What this task involves: From the entries below, transcribe exactly the lines between the line holding "<point>335,247</point>" and the line holding "Give x and y for each instance of the tiled", inclusive; skip all other lines.

Extracted records:
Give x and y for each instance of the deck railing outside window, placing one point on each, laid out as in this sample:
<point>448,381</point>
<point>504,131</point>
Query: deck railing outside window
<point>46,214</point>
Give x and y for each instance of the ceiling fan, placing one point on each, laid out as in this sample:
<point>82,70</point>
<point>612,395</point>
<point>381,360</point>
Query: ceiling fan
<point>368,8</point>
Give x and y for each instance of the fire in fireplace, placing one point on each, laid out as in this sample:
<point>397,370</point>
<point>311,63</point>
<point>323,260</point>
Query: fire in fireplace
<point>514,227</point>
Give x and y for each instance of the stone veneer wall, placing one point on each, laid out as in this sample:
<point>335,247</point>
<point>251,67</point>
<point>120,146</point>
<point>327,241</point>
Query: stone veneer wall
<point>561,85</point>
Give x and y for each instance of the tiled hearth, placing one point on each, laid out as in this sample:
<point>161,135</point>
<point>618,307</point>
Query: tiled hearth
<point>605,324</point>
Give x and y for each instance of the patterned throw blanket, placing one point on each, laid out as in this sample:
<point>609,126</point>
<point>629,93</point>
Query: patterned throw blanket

...

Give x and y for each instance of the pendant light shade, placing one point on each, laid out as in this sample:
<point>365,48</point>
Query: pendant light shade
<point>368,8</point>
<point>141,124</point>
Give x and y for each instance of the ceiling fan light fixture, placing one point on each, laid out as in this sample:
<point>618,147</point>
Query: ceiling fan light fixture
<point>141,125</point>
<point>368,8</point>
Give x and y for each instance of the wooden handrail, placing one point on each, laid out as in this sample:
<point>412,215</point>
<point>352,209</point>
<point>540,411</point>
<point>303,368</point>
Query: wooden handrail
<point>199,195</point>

Result below:
<point>335,247</point>
<point>251,67</point>
<point>120,146</point>
<point>327,241</point>
Query: stone veneer wall
<point>561,85</point>
Give x and y for each instance of the tiled hearth, placing one point on each, laid out as in this sample:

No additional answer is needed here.